- [What you will do]
What is needed is an exact copy of the records, with the images left out.

- [Data extract]
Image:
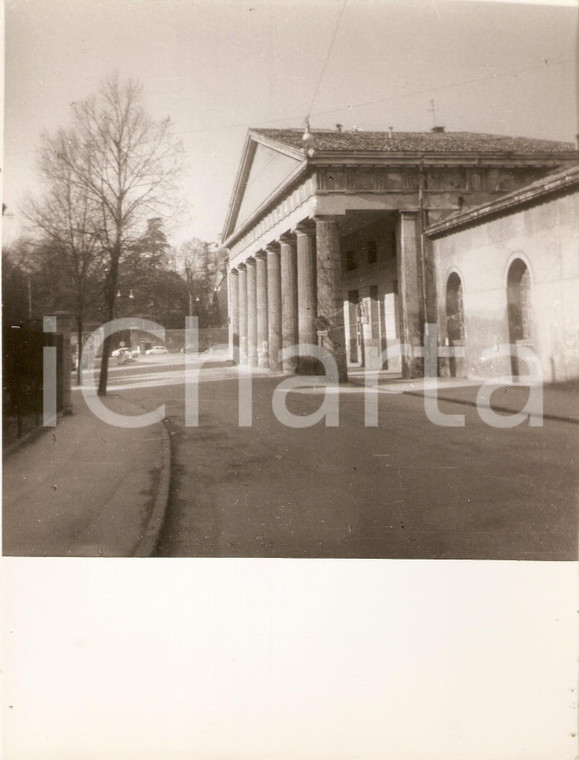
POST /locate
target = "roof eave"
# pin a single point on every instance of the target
(505, 204)
(234, 235)
(278, 145)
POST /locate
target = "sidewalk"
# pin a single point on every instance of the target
(86, 488)
(560, 401)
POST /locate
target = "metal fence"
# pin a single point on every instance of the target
(22, 377)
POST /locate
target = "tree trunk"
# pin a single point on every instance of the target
(110, 297)
(79, 331)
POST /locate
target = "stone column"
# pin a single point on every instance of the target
(306, 289)
(242, 314)
(289, 300)
(262, 337)
(329, 290)
(234, 314)
(409, 293)
(273, 306)
(251, 314)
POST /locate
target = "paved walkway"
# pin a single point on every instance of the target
(86, 488)
(560, 401)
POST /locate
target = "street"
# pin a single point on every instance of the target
(404, 489)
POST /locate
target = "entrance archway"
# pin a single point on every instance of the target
(455, 322)
(519, 309)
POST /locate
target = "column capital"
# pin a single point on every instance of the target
(305, 227)
(287, 239)
(328, 218)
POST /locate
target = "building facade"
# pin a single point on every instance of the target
(507, 274)
(325, 232)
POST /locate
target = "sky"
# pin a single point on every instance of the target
(219, 67)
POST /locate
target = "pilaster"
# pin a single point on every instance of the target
(242, 314)
(273, 305)
(261, 285)
(251, 314)
(409, 292)
(330, 294)
(289, 300)
(306, 290)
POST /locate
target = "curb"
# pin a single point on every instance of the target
(30, 437)
(148, 541)
(465, 402)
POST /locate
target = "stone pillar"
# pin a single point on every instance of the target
(251, 314)
(234, 314)
(306, 289)
(64, 321)
(289, 300)
(273, 306)
(262, 337)
(329, 290)
(242, 314)
(409, 293)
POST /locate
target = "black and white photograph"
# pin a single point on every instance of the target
(290, 379)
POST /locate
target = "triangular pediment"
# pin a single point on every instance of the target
(264, 168)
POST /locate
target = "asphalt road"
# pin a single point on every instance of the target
(404, 489)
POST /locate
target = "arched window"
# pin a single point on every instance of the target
(519, 302)
(454, 309)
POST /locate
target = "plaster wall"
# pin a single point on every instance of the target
(546, 237)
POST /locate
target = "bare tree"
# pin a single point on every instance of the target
(66, 222)
(125, 165)
(202, 265)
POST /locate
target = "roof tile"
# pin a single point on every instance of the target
(430, 142)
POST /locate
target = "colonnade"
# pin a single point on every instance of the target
(290, 293)
(283, 295)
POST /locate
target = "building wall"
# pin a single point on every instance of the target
(546, 237)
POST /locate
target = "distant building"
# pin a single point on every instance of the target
(507, 273)
(325, 232)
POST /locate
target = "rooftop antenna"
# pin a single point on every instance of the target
(433, 112)
(327, 58)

- [Response to this task]
Image:
POST /locate
target = "roof eave"
# pin a single point on every instance of the target
(505, 204)
(234, 235)
(278, 145)
POST /locate
target = "sidewalk"
# pin a single point on every instance of the target
(86, 488)
(560, 401)
POST /locate
target = "metal fence"
# pin a single point on every instance of the target
(22, 377)
POST /locate
target = "tree trunk"
# pin a single point on every instance of the target
(110, 297)
(79, 331)
POST /locate
target = "stone column"
# pin a single point on every instance of the target
(306, 289)
(242, 314)
(289, 300)
(262, 337)
(329, 290)
(234, 314)
(409, 293)
(273, 306)
(251, 314)
POST /locate
target = "paved walkway"
# pin a single point on every instance of the target
(86, 488)
(560, 401)
POST /locate
target = "street"
# pin a single point on every instance of the target
(404, 489)
POST /locate
target = "entrance archway"
# pin a single point on every instance of the target
(455, 322)
(519, 309)
POST /locate
target = "column capital"
# pin a single point on every instance of the target
(305, 227)
(287, 239)
(328, 218)
POST /locate
target = "building facade"
# pin a single point on every instance of the target
(507, 274)
(325, 232)
POST /locate
target = "sky"
# pin a single point on every instance of the target
(219, 67)
POST /locate
target = "pilaster"
# pin a single point on every instance of the target
(242, 314)
(273, 305)
(261, 285)
(251, 314)
(409, 292)
(330, 294)
(289, 300)
(306, 290)
POST /locate
target = "curb"
# pin a single point on every instance of the target
(30, 437)
(148, 541)
(465, 402)
POST /locate
target = "stone pillar"
# pin a single point on every instance of the target
(251, 314)
(234, 314)
(306, 289)
(64, 321)
(289, 300)
(273, 306)
(262, 337)
(329, 290)
(242, 314)
(409, 293)
POST /locate
target = "black and white photograph"
# pin a single point on every instance of the target
(290, 379)
POST /locate
target = "triangular pediment"
# pin a single point on every instance of the target
(264, 168)
POST /locate
target = "asphalt road"
# pin a single point on every instance of the target
(404, 489)
POST /locate
target = "arched window"
# pin a single point on every instance of the target
(519, 302)
(454, 309)
POST /locate
target = "plaster wall"
# pin a single point on every instance of the target
(546, 237)
POST /locate
target = "bare tree"
# pin a single point on every instance of the target
(66, 222)
(125, 165)
(202, 265)
POST /locate
target = "roof tile"
# pin a single point on every instance of the target
(430, 142)
POST /locate
target = "colonnade"
# pin a single point on every instance of the target
(290, 293)
(283, 295)
POST /locate
target = "building wall"
# pin a single point on every instance of the target
(546, 237)
POST /locate
target = "distant building"
# pin a single point on every instance of the target
(507, 273)
(325, 232)
POST /locate
target = "rooftop antenna"
# pin a single point on every instance of the target
(433, 112)
(327, 58)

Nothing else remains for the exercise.